▶ 文章の抜粋
_ _ _

馬;尺骨骨折 (Jacobs et al. 2017)

はじめに

今回、紹介する論文は馬の尺骨骨折に対してLocking Compression Plateを用いて内固定を実施した18例の症例報告になります。

私が働いているサラブレッド生産地では尺骨骨折は当歳、1歳で多く認められます。これらの馬では成馬に比較し体重が軽いこともあり、多くの症例はDCPで内固定を実施し、良好な治癒を得ることが可能となります。


成馬での尺骨骨折も稀に認められます。成馬では体重が重いことに加え、Type 4、もしくはType 5といった複数の骨折線が認められるタイプが多く、内固定が難しいと考えています。このような症例ではDCPではなく、LCPを用いて内固定を実施するべきかもしれません。


今回は18頭の尺骨骨折症例に対してLCPを用いて内固定手術を行った症例報告から勉強します。

_ _ _

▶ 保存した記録
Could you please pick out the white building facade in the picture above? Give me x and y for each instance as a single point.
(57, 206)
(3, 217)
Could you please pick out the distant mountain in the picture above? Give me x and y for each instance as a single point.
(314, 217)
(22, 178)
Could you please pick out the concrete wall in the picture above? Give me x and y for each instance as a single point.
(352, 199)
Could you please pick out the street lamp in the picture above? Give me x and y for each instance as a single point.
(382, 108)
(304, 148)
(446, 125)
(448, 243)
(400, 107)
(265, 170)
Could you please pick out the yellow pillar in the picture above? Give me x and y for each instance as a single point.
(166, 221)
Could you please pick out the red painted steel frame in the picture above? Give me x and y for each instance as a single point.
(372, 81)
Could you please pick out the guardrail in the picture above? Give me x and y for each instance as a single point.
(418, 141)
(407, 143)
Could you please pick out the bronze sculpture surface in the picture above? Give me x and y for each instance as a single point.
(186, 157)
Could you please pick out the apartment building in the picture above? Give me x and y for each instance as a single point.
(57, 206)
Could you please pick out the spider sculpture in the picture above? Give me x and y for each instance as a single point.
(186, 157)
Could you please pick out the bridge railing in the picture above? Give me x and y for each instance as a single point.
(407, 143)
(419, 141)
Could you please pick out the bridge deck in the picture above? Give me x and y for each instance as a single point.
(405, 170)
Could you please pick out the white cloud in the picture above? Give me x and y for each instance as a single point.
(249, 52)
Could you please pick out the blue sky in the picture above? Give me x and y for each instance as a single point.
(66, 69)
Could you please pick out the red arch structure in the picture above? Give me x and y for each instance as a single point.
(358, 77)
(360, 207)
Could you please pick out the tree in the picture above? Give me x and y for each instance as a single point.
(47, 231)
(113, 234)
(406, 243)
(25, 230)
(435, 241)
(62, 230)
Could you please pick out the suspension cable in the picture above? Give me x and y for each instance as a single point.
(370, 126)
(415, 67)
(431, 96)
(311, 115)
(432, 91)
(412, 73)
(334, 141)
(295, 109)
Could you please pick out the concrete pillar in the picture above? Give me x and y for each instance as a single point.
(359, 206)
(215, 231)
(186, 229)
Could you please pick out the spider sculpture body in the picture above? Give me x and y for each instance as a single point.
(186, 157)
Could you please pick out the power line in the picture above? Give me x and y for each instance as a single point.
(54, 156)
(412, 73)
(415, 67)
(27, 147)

_ _ _

▶ やること
馬の尺骨骨折についての文章を、最後の文のあとから書き足してください。

▶ 答えの例
今回、ご紹介する論文は、


Jacobs, C. C., Levine, D. G., & Richardson, D. W. (2017). Use of locking compression plates in ulnar fractures of 18 horses. Veterinary surgery46(2), 242-248.


になります。


まず、Abstractを和訳します。


Abstract



目的

様々なタイプの馬の尺骨骨折に対してLCPを用いて内固定手術を実施した際の結果、臨床所見、そして合併症について明らかにすること

研究デザイン

回顧的調査

対象動物

来院馬 (18頭)

方法

少なくとも1枚のLCPを用いて内固定手術を実施した尺骨骨折発症馬の診療記録、X-ray画像および追跡調査を確認した。18頭のうち15頭は尺骨骨折のみであり、3頭は尺骨骨折に加え橈骨近位骨折も併発していた。

結果

18頭全ての症例で手術後、無事に退院した。合併症は5頭で認められた。術創感染(n=4, 22%)、インプラント感染(n=2, 11%)、そして疝痛(n=1, 6%)。追跡調査は全ての馬で手術後13-120ヶ月まで追跡することができた。15頭(83%)は問題なく、目的の使役に供されていた。3頭(17%)は安楽殺となった。1頭は手術の合併症が原因となり安楽殺処置となった。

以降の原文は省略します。